======== DATA FOR THIS TASK

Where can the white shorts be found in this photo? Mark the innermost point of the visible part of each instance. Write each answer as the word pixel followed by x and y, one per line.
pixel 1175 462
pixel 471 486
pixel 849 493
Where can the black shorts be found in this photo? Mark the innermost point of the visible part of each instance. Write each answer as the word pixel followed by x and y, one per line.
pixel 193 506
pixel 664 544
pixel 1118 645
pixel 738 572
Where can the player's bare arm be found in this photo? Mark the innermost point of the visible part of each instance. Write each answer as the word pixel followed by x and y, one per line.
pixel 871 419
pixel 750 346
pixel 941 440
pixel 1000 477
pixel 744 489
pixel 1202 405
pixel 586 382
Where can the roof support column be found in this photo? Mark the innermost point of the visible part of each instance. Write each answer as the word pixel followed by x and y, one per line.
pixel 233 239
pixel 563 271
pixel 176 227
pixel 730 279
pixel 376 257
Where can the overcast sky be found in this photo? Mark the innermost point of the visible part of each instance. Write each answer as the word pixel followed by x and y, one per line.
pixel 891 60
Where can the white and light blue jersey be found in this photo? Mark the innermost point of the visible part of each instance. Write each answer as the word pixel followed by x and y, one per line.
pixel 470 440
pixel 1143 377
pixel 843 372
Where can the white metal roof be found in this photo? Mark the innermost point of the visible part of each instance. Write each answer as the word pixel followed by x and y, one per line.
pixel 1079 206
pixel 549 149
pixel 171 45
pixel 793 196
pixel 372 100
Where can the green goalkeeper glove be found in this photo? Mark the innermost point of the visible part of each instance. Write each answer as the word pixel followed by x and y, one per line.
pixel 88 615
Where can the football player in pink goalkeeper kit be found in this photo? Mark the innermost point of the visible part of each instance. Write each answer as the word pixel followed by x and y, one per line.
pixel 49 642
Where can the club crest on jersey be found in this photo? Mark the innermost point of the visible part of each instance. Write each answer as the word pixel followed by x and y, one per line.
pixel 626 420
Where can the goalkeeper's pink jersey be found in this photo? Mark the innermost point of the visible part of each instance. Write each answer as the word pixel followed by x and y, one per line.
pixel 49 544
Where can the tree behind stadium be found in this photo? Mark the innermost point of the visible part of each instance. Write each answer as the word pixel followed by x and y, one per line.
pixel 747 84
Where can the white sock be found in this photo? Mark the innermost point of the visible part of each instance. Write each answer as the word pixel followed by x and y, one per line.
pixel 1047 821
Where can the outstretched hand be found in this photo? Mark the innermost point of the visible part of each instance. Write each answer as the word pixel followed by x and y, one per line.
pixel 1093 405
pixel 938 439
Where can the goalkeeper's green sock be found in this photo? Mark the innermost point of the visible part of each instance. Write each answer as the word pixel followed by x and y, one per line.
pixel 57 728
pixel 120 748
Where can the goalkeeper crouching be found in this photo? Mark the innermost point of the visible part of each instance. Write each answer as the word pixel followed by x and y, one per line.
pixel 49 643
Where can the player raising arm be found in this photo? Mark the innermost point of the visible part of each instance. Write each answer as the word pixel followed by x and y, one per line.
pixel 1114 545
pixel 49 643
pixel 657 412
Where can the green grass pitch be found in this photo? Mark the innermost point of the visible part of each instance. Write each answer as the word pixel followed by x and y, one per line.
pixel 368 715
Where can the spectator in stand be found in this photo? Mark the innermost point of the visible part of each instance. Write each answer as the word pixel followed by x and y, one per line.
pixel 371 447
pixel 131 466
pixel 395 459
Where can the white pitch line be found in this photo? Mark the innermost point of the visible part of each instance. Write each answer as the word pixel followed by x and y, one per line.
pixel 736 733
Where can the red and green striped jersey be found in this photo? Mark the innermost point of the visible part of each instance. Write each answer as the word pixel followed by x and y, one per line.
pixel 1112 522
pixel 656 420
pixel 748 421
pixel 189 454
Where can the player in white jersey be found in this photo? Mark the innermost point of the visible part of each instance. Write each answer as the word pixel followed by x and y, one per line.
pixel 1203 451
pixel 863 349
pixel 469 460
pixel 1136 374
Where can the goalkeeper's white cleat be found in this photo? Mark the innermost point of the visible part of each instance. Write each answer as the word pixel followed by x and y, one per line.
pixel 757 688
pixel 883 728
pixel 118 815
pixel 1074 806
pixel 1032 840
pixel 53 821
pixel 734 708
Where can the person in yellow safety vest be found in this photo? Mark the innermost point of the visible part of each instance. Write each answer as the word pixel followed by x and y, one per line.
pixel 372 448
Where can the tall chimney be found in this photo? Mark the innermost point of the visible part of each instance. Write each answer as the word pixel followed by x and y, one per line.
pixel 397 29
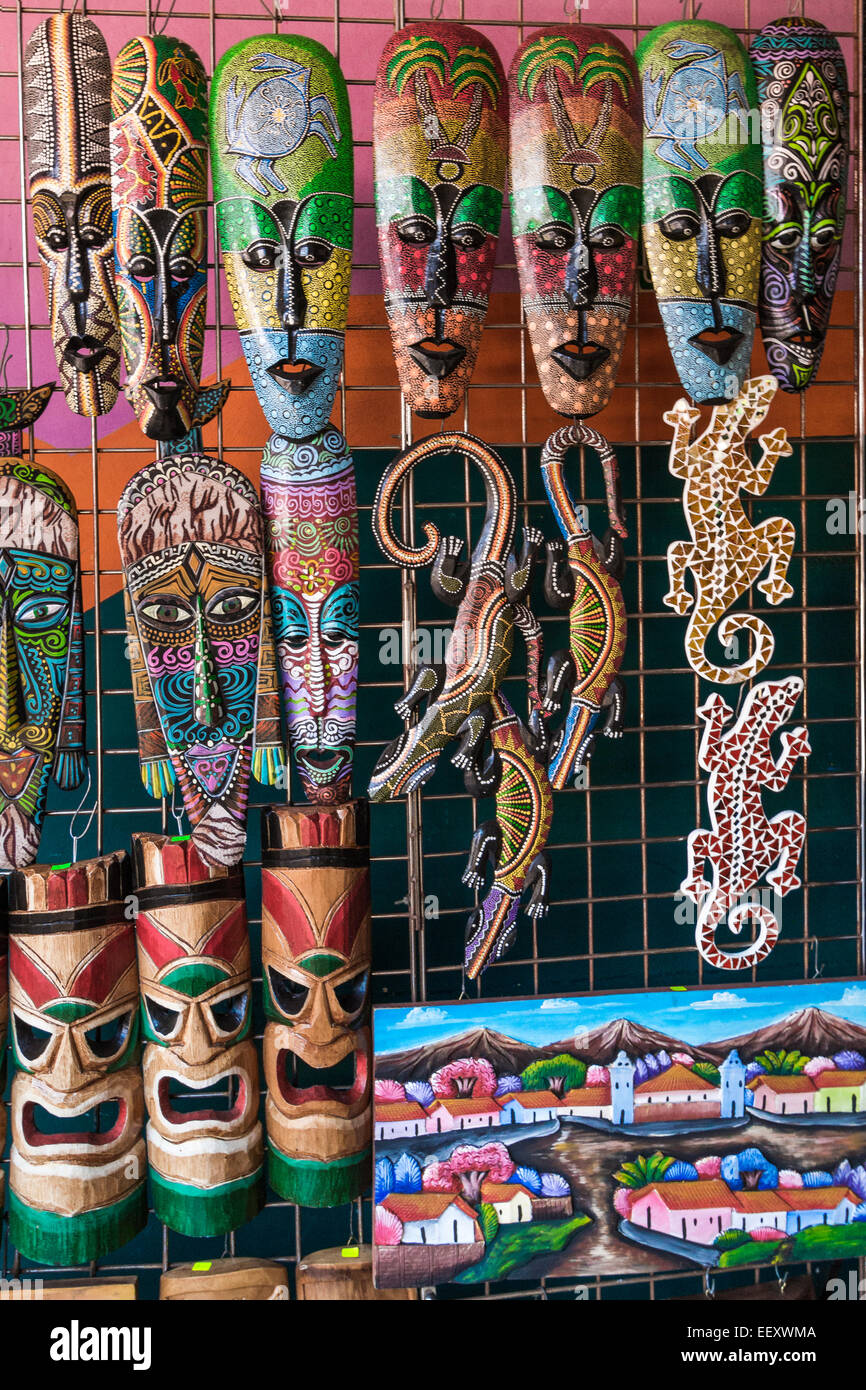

================

*WHAT TO DO*:
All of the data is to be transcribed exactly, with images omitted.

*RESULT OF THIS EXERCISE*:
Where can the white shorts be found in this photo? Mark the innermost point of the visible part of each instance. Write each answer as the word pixel followed by x and y, one per line.
pixel 1175 462
pixel 471 486
pixel 849 493
Where can the black shorts be found in this photo? Mark the innermost point of the visible part of each instance. Write each answer as the word pixel followed by x and y, one per line.
pixel 193 506
pixel 664 544
pixel 1118 645
pixel 738 572
Where can the player's bare arm be found in this photo? Mark the innermost point of the visible part of each instance. Write each answer as the word pixel followed by x and y, one per line.
pixel 871 419
pixel 750 346
pixel 941 440
pixel 1000 477
pixel 744 489
pixel 1202 405
pixel 586 382
Where can the roof support column be found in this photo? Mark the innermost point of the visible part of each instance. Write each answer as the word pixel followed by x and y, one per line.
pixel 233 239
pixel 563 271
pixel 176 227
pixel 730 279
pixel 376 257
Where can the overcast sky be found in this photo? Mark the innermost point of the visible part of each instance. Write each answer as the word pixel followed by x and y, one per line.
pixel 891 60
Where can the white and light blue jersey be found in this photo? Mark the innermost point of the visible part of each instance. Write each answer as the word pixel followed by x and y, one per line.
pixel 470 440
pixel 1143 377
pixel 843 372
Where can the white metal roof be found in this photo? Mark the innermost point of the visible part of each instance. Write each answer as the word pixel followed by x and y, one per line.
pixel 1079 206
pixel 549 149
pixel 171 45
pixel 793 196
pixel 372 100
Where can the green goalkeeper glove be found in this photo? Mark the innermost point of the visible part of each instance. Write each answer as the word pixel followed by x and y, one per line.
pixel 88 615
Where can the football player in pink goalkeeper kit be found in this photo? Mark the innermost point of the visible part of each instance. Write each answer as the word pixel followed by x and y, one per line.
pixel 49 642
Where can the club crest on jersey be found in this photo? Mark the innermost point of the visible part of each instance. Write each answer as the word pixel followed by x and y, one per line.
pixel 626 420
Where can the goalkeeper's pink jersey be found in this photo? Mark the innermost point of the visible part of each instance. Write each answer as the word pixel followed by x and y, one per line.
pixel 49 544
Where can the tree behind stadium be found in this photo? Mark the innermost point of the visible part of each instance. Write each answer as the word pixel followed by x and y, one per line.
pixel 747 84
Where can the white sock be found in this photo? Mark the innermost point of the visible part of each instance. Write each answer as the word pixel followed by x and y, one per line.
pixel 1047 821
Where can the outstretched hand be found in this photo? Mark the innermost point of the visible part of each instance. Write each answer as the word pixel followed by x and y, one per line.
pixel 1093 405
pixel 938 439
Where can the goalkeeper's green sock be found in this photo? Mark the innermost point of the visible part of each instance. Write each answer as the word pixel followed by x and y, one per line.
pixel 57 728
pixel 120 748
Where can the goalkeeper crouching be found in this photo? Mark the innermost point of the visible part of each instance. Write each answer as the word pixel followed by x and y, one per line.
pixel 49 643
Where can the player raising arm be found in this photo? Mark the innermost point of the visible part of each instance. Write each answer as the word pixel followed by x and y, one per line.
pixel 1114 545
pixel 49 643
pixel 657 412
Where can the green grass pitch be found in this photo? Mark the innermost point of the visible part of each instance. Write each answer as the word pixel followed by x and y, one per line.
pixel 368 715
Where can the spectator in stand be found in this photo? Mark the innermost point of the visible part of each instance. Write each answer as the word pixel followed by x and y, one per line.
pixel 371 447
pixel 131 466
pixel 395 459
Where can the white pitch line be found in this photo? Mark the innermost point of the visible part of each instance. Write each answer as the word pixel followed by x and y, one per line.
pixel 736 733
Where can the red and green striped jersey be found in this photo? Mark the innermost point of the visible part of each instance. Write each answer as the word pixel followed by x and y, one per line.
pixel 1112 522
pixel 656 420
pixel 748 421
pixel 189 454
Where can the player in white jersey be found in this photo? Mark the innermost point of the visible part of each instance. Write each answer as the word pixel followed by x and y, one per line.
pixel 1203 451
pixel 863 349
pixel 469 460
pixel 1136 374
Where can the goalkeeper's white cleat be found in this photo? Mark the innermost point of the visible part of each instance. Write each answer as the word pixel followed by x and y, one per line.
pixel 757 688
pixel 883 728
pixel 118 815
pixel 1074 806
pixel 1032 840
pixel 53 821
pixel 734 708
Where can the person in yellow safety vest be found in this photo? Mark the innermost point of the visible part of each instance. Write each answer as the word pixel followed by x and y, one per line.
pixel 372 448
Where can the tall chimney be found in this photo? Mark the innermost point of the visible part of each instance. Write each answer as the word pixel followed by x and y, one per line.
pixel 397 29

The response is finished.